Exercise description: Copy out the lines from the one containing "Tag each instance of the interior" through the end of the records, substituting "downrod" for "mounting rod" and leaving everything else unchanged.

-- begin Given entries --

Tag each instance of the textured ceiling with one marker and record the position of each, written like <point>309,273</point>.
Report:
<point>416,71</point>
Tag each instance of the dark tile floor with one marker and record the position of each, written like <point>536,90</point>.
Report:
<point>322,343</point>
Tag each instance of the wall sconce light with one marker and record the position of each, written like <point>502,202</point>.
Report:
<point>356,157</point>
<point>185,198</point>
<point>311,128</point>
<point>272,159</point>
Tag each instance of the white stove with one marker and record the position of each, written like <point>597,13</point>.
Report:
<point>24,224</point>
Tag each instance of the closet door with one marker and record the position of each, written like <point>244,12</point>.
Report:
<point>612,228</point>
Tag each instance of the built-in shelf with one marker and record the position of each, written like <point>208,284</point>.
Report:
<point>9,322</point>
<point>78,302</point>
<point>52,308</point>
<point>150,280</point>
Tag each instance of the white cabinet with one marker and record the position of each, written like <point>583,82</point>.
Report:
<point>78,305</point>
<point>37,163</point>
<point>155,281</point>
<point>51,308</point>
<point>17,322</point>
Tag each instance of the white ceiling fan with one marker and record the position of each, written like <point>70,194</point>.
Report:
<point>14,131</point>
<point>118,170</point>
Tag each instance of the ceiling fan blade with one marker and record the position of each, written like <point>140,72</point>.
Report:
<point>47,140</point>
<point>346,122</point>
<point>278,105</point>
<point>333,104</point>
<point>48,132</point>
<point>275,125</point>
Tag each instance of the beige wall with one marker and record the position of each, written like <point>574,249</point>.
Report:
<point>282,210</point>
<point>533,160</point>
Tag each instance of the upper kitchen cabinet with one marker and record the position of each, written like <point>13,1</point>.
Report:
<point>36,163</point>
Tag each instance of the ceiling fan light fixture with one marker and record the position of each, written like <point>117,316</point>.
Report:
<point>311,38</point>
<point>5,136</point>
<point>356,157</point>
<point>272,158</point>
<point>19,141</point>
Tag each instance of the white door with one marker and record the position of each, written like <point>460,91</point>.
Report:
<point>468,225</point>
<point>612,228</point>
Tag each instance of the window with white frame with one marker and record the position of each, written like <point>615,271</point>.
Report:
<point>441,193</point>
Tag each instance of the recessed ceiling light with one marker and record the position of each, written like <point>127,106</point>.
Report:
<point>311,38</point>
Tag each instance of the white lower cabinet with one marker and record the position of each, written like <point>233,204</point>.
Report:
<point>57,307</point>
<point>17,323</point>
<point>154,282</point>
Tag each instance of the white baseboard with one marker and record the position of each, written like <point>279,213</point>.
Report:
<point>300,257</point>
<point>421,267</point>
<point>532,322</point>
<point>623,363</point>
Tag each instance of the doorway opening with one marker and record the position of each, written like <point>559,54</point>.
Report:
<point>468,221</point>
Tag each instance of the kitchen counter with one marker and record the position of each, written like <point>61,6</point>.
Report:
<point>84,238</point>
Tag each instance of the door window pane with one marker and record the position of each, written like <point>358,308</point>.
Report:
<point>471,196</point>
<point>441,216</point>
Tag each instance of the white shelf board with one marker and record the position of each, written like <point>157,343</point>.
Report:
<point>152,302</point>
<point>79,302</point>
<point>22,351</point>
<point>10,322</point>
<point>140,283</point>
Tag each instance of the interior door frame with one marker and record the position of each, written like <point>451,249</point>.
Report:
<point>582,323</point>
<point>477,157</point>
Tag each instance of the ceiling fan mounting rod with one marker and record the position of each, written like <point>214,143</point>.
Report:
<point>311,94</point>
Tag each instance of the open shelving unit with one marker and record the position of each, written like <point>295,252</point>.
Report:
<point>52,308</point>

-- end Given entries --

Written response:
Tag each instance of the interior door frame with one marker and record the position of each, written like <point>451,249</point>.
Report:
<point>582,323</point>
<point>477,157</point>
Tag each instance of the ceiling fan downrod with one marker and record the position of each, written like <point>214,143</point>.
Report:
<point>311,94</point>
Tag each instance of the open shelving unit with one marker and record the position of each, written like <point>295,252</point>.
Report:
<point>52,308</point>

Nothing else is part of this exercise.